DOCUMENT
It is absolutely in the fitness of things that while striking the right chord in consonance with the most fundamental canons of justice that even the basic legal rights of prisoners in custody have to be taken fully care of, the Delhi High Court in a most learned, laudable, landmark, logical and latest judgment titled Shakila vs State (NCT of Delhi) & Ors in W.P.(C) 3476/2013 and cited in Neutral Citation No.: 2025:DHC:4972 that was reserved on 15.04.2025 and then finally pronounced on 12.06.2025 while granting compensation to the kin of a man who died in judicial custody following a gang related assault inside Tihar jail has minced absolutely just no words to hold in no uncertain terms that it is the bounden duty of the State to ensure the safety of persons in its custody. It must be mentioned here that the Single Judge Bench comprising of Hon’ble Mr Justice Harish Vaidyanathan Shankar who authored this most sagacious judgment was hearing a writ petition that had been filed by Shakila who was the mother of the deceased Javed @ Bhura seeking a judicial inquiry into the custodial death of her son and compensation asserting that she was dependent on him which definitely makes her case more compelling. We thus see that the Delhi High Court in this leading case ordered the Delhi State Legal Services Authority (DSLSA) to release Rs 2 lakh to the legal heirs (siblings & grandchildren). It also very rightly asked DSLSA to conduct a fact-finding investigation to probe into the extent of physical or monetary dependence on Javed.
At the very outset, this brief, brilliant, bold and balanced judgment authored by the Single Judge Bench comprising of Hon’ble Mr Justice Harish Vaidyanathan Shankar of Delhi High Court sets the ball in motion by first and foremost putting forth in para 1 that, “The present petition has been preferred by Ms. Shakila [Mother] (since deceased), seeking, inter alia, a judicial inquiry into the death of her deceased son, Javed @Bhura (Deceased) , who was in judicial custody at that time, and for appropriate compensation. The prayers, as sought in the writ petition, are extracted herein below for the sake of convenience: –
“i. Pass a writ, order or direction in the nature of mandamus of other appropriate order directing a judicial inquiry into the death of the Petitioner’s son, and grant her appropriate compensation.

PROVIDED RECORDS
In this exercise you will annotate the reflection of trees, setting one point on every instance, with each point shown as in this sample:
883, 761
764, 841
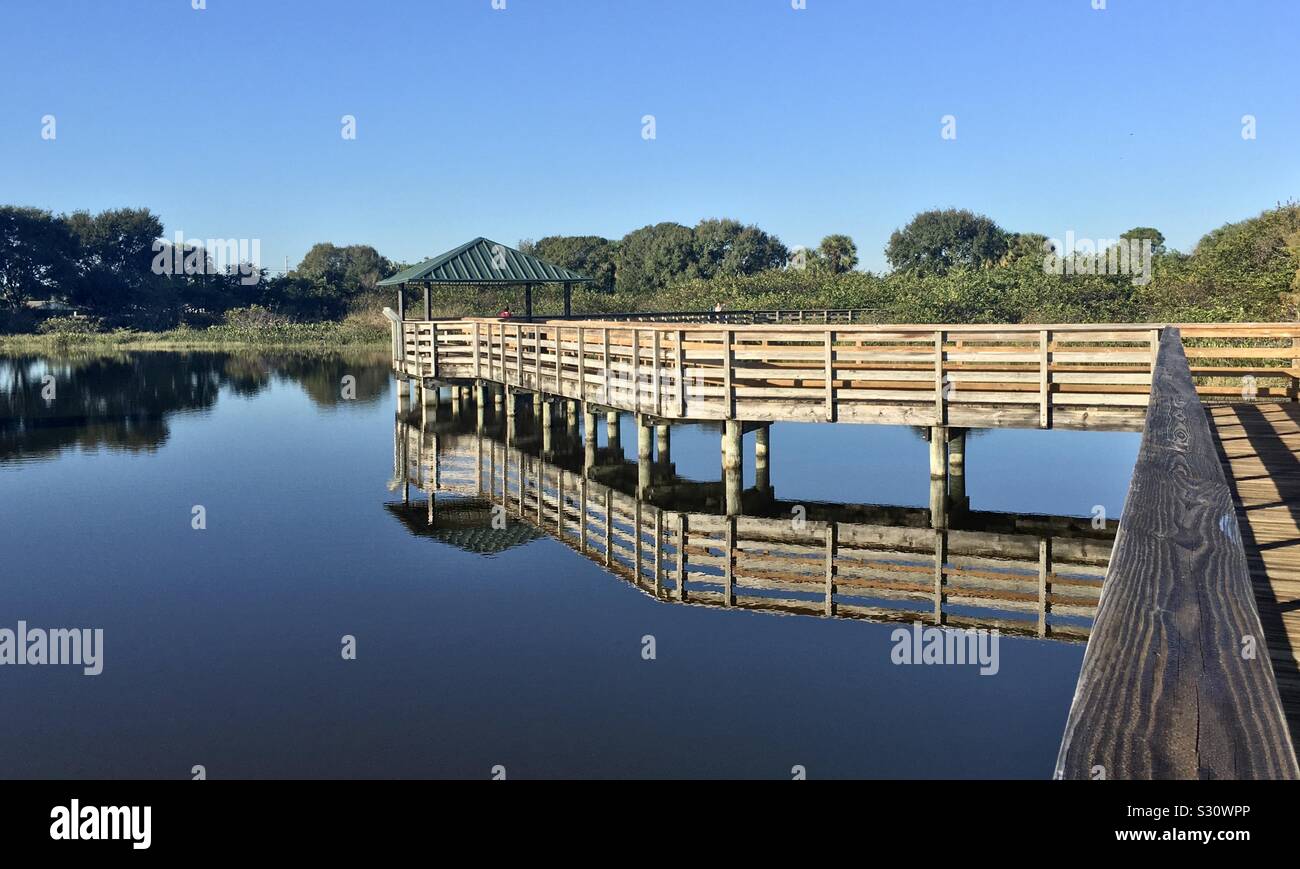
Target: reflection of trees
122, 401
321, 376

TASK INSTRUCTIONS
Write the next part of the article on the Tihar jail custodial death ruling, starting right after its last sentence. The items are separate from the article on the Tihar jail custodial death ruling.

TASK RESULT
ii. awarding the costs of this litigation to the Petitioner.
iii. Any other order this Court deem just and proper”.”
To put things in perspective, the Bench envisages in para 2 while elaborating on facts of the case stating that, “The facts germane, leading to the institution of the present petition, are as follows:
(i) The Petitioner’s son, Javed @ Bhura, was convicted in the case arising out of FIR No. 12/2007 registered at P.S. New Usmanpur, Delhi, under Sections 394, 397 and 34 of the Indian Penal Code, 18603 and was serving a 7-year term of imprisonment at the Tihar Jail. The Deceased was due to be released on 05.05.2013. However, on 03.05.2013, the Mother was informed of the unfortunate demise of her son. The cause of death was apparently a fight between two groups of inmates in the jail.
(ii) On the same day, i.e. 03.05.2013, FIRs bearing No. 194/2013 under Sections 147, 149, 323, 324 and 34 of the IPC and No. 195/2013 under Sections 324, 323, 307, 147, 148, 149 and 34 of the IPC were registered at PS Hari Nagar, Delhi, in respect of the fight that broke out in Tihar Jail.
(iii) The Mother preferred the present Petition seeking a judicial inquiry into the death of the Deceased and grant of appropriate compensation on the ground that the Deceased was the sole bread earner and she was a dependant of the Deceased.
(iv) Admittedly, during the pendency of the present Petition, the Mother was compensated on 29.12.2014 with an amount of Rs.1,00,000/-.
(v) During the pendency of the Petition, the Mother, who apparently suffered from various ailments, passed away on 17.03.2016.
(vi) In light of this fact, this Court, on 22.08.2017, disposed of the present Petition as having abated on her demise.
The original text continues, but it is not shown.